Requirement: With the pictures removed, please write out every line below exactly as given.
START Extracted material
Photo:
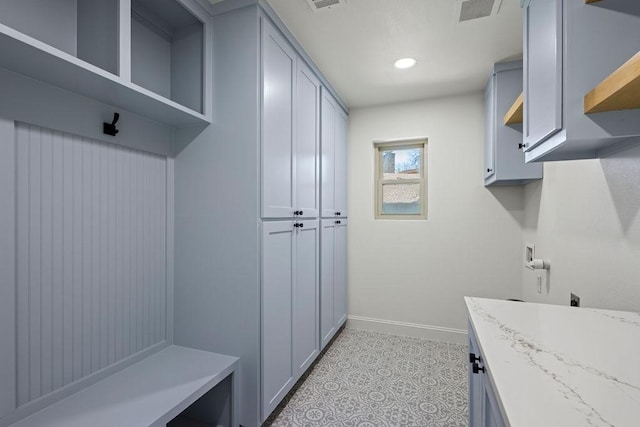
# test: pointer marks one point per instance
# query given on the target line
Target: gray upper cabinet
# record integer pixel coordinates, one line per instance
END Extracted material
Your response:
Photo:
# test: pointer marks one point per instance
# query given on the target line
Target: gray upper cabinet
# record integer pixel coordinates, one line per instance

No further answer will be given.